Selected excerpt:
The World Economic Forum says it will take 200 years to close the pay gap, but we have innovation and technology that can close it now.
The pandemic has made the gender and racial pay gaps – and the intersectionality of the two – even worse. Can you help us understand what's happening and why?
We're seeing the possibility that COVID erodes years of incremental progress that we've made working against pay inequity in companies. What happened when we all sheltered in place is this: retail workers, a sector we find more women and minorities in generally, were immediately out of work. Those who could work from home found themselves with no division between work and home. Childcare was gone.
Six months after the shutdown, we did a survey at Syndio to figure out how things were going. What we found was pretty remarkable. Men were leaning into work—they were actually working more hours. Women were scaling back, as they were disproportionately taking on household responsibilities – as we have generally – but also becoming the at-home teacher. Before COVID, the challenge of work-life balance was keeping work out of home; with COVID, the challenge, especially for women, was keeping home out of work. Which is almost impossible when childcare responsibilities fall disproportionately on one group.

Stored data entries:
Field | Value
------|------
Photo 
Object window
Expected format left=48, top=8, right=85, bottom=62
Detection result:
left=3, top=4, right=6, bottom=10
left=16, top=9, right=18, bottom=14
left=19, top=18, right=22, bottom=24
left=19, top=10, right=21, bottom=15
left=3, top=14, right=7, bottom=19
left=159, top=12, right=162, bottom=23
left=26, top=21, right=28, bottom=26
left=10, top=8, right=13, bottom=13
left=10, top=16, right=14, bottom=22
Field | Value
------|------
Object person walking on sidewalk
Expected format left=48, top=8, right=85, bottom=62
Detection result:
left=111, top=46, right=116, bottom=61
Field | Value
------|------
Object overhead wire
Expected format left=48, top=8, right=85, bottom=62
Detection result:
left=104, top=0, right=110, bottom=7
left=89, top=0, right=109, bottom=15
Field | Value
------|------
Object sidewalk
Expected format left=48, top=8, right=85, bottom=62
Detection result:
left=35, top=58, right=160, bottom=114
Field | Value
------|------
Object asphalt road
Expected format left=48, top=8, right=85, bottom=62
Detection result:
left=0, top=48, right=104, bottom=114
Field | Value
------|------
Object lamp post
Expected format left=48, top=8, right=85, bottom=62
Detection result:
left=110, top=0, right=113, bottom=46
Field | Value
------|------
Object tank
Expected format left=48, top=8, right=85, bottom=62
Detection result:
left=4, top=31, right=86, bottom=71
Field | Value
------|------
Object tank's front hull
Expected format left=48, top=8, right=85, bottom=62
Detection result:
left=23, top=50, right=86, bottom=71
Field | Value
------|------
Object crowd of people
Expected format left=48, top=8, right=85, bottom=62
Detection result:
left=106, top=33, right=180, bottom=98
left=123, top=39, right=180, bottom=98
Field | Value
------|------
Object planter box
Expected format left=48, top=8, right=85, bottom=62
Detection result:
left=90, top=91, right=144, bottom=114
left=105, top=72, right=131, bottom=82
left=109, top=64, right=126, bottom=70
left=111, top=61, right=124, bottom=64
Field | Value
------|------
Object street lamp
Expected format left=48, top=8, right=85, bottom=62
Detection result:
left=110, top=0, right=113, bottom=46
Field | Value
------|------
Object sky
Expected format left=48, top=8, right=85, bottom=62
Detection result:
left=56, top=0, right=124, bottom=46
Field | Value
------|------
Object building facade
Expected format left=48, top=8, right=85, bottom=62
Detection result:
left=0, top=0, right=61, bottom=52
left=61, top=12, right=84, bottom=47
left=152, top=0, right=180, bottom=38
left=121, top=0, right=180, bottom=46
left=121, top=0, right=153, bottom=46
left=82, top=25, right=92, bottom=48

What you need to do:
1 > Set down the part of the pay gap excerpt starting with "We're seeing the" and going on through "Childcare was gone.".
2 > According to the pay gap excerpt, what happened when everyone sheltered in place? List each thing.
3 > Put this sentence from the pay gap excerpt into Spanish: "Six months after the shutdown, we did a survey at Syndio to figure out how things were going."
You won't need the listing for any of this.

Your written answers:
1 >
We're seeing the possibility that COVID erodes years of incremental progress that we've made working against pay inequity in companies. What happened when we all sheltered in place is this: retail workers, a sector we find more women and minorities in generally, were immediately out of work. Those who could work from home found themselves with no division between work and home. Childcare was gone.

2 >
Retail workers were immediately out of work.
Those who could work from home found themselves with no division between work and home.
Childcare was gone.

3 > Seis meses después del cierre, hicimos una encuesta en Syndio para averiguar cómo iban las cosas.